TASK PROMPT – Set down the lines of the data below word for word, beginning at the line that contains "The response SHOULD carry one point per instance of the lace" and continuing through the last line of the data.

(Excerpts of location labeling data)
##########

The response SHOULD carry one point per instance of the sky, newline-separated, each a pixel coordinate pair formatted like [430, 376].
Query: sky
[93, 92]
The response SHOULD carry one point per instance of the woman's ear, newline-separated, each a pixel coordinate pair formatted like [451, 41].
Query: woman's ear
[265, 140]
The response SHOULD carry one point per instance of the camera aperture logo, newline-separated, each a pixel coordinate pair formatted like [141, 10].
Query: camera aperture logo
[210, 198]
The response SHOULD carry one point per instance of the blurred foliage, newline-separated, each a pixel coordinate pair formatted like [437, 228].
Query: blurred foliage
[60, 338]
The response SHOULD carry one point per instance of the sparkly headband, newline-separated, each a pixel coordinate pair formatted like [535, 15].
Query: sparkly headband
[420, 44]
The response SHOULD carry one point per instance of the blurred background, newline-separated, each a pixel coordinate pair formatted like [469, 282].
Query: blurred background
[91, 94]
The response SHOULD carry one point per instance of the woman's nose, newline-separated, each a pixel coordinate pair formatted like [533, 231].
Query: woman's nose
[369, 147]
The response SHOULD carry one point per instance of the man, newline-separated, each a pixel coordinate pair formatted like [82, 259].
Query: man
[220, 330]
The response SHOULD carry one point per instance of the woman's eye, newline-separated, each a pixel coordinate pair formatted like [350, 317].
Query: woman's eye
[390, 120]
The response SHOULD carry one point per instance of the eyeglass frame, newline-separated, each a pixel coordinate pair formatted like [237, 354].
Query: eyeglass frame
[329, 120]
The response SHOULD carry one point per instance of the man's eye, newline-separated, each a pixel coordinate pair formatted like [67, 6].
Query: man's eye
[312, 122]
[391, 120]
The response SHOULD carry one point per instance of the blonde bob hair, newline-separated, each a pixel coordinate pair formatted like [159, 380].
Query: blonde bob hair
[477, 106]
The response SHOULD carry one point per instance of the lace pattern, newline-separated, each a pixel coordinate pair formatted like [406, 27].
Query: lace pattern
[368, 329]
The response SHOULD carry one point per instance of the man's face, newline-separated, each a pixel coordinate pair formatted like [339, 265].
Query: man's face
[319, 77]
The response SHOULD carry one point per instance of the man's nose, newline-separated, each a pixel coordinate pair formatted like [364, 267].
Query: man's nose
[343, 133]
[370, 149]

##########

COMPLETED EXERCISE –
The response SHOULD carry one point per instance of the lace pattern, newline-separated, each a pixel coordinate pair formatted like [406, 27].
Query: lace pattern
[368, 329]
The response SHOULD carry one point per instance of the man's face, newline-separated, each a pixel coordinate pair formatted like [339, 265].
Query: man's face
[319, 77]
The response SHOULD carry one point per instance of the man's nose, newline-separated, each a pixel coordinate pair formatted like [364, 267].
Query: man's nose
[343, 133]
[370, 149]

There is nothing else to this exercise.